[What you should do] Can you copy the records word for word, starting at the line containing "Q: For each instance of the green" and ending at the line containing "Query: green bush", with both of those lines included?

[Input rows]
* Begin *
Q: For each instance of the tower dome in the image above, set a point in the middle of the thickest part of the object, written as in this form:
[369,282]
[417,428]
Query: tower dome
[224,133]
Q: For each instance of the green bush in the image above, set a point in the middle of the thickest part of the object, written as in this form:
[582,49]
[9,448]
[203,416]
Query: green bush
* End *
* Begin *
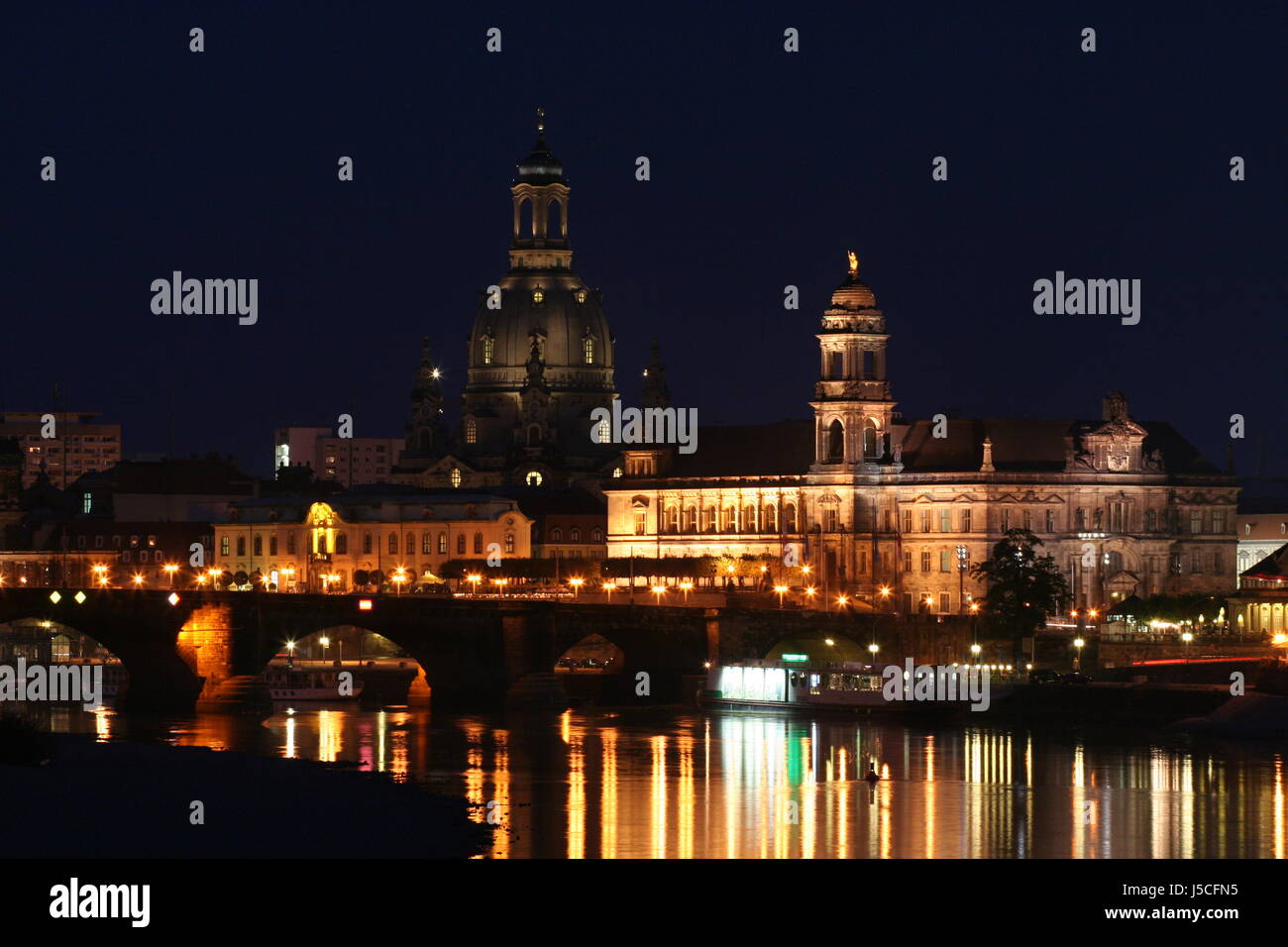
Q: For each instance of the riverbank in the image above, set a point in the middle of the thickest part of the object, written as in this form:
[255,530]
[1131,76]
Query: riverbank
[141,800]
* End *
* Begin *
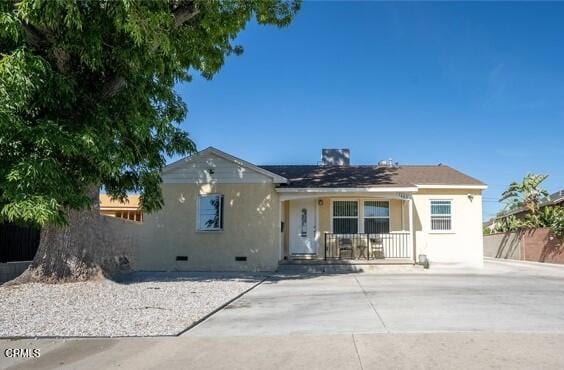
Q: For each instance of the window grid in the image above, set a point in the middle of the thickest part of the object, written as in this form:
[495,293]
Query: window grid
* End *
[Answer]
Q: For each instance of the green bush in the image above, set a point in the middle of the thickest part of the object, written as in this form:
[582,49]
[9,448]
[203,416]
Query: green bush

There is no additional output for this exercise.